=== What you are asked to do ===
Please rewrite all of the entries below, changing "Note to the class" to "Instruction" everywhere and keeping everything else the same. Leave the pictures out of your answer.

=== Entries for pointing to named objects ===
# # # # #

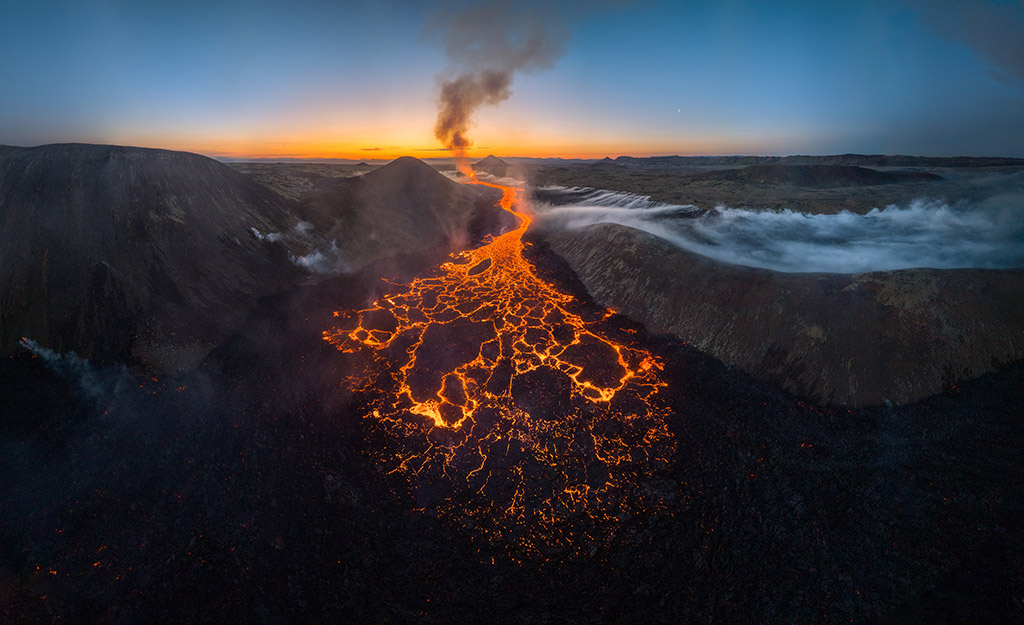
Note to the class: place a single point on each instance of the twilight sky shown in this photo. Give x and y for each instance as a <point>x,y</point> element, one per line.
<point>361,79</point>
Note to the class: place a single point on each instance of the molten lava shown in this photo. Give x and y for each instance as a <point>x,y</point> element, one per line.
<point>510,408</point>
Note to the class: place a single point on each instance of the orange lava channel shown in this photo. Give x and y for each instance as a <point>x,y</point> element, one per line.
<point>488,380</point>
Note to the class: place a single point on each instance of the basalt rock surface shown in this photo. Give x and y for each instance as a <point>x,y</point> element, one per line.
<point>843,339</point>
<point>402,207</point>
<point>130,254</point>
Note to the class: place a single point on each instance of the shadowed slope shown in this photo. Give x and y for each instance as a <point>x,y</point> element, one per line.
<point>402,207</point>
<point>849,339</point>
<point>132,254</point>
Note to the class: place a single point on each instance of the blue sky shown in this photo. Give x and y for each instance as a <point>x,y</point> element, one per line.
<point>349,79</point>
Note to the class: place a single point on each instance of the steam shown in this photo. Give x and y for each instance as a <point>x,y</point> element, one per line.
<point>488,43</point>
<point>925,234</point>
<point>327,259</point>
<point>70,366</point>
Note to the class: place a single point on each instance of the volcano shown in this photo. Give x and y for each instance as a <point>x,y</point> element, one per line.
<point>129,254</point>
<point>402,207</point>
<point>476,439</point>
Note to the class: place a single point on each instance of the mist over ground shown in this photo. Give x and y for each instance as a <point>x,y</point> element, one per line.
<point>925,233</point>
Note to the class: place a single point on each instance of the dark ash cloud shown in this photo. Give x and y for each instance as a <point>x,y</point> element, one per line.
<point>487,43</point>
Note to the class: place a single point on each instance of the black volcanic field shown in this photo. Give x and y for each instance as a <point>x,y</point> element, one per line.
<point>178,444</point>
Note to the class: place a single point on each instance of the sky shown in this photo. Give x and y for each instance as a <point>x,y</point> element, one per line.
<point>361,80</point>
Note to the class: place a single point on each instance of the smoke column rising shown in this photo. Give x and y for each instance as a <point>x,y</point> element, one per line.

# # # # #

=== Correct output ===
Instruction: place a single point on each instance of the twilight sky shown in this photo. Give x and y for each instance as a <point>x,y</point> element, one per line.
<point>361,79</point>
Instruction: place a single point on each instance of the molten lava shown in this photo. Give x and y for each instance as a <point>x,y</point> element, one per line.
<point>510,408</point>
Instruction: place a single point on each instance of the orange lava channel shown in this photo. Give x and y for each instance as a <point>x,y</point> element, one per line.
<point>488,380</point>
Instruction: place a single point on each instance of the basalt rock surface shown in this photo. Give x and y for each instance as a <point>x,y</point> element, one per line.
<point>843,339</point>
<point>402,207</point>
<point>130,254</point>
Instruction: place a single point on each instance of the shadowed slope shown in this photo. Give x and y for each instance as a <point>x,y</point> element, one per line.
<point>402,207</point>
<point>849,339</point>
<point>132,254</point>
Instruction: place a single point on each instance of the blue sky shown in this photo. Give x and y for each instance as a <point>x,y</point> element, one per line.
<point>349,79</point>
Instruction: place a single point on each instance of the steam shown in this photo. Give x and y for each instance as a <point>x,y</point> element, one per line.
<point>488,43</point>
<point>925,234</point>
<point>327,259</point>
<point>70,366</point>
Instruction: place a single point on each instance of the volcano shown in this photo. Give x and y for each instance as a <point>x,y</point> element, one per line.
<point>129,254</point>
<point>402,207</point>
<point>476,439</point>
Instruction: place a single point on each instance of the mist over ground shown in this photo. Give x and y for each instance as a <point>x,y</point> element, one per line.
<point>925,233</point>
Instruction: place a single point on each instance of the dark ash cloud shown in this photo. Give x and y for each instance as a <point>x,y</point> element, one per line.
<point>487,43</point>
Instruction: place a single point on each instance of the black volcanic field shown in this photo. Give x and y for each instance as a <point>x,y</point> element, one per line.
<point>178,444</point>
Instruction: place a single point on each instance of the sky shown in this photo. Give x and y for each instance as a <point>x,y</point> element, one per line.
<point>361,80</point>
Instruction: place a single point on each instance of the smoke column rising shown in this photo. Give x and y for each instance as a <point>x,y</point> element, one per line.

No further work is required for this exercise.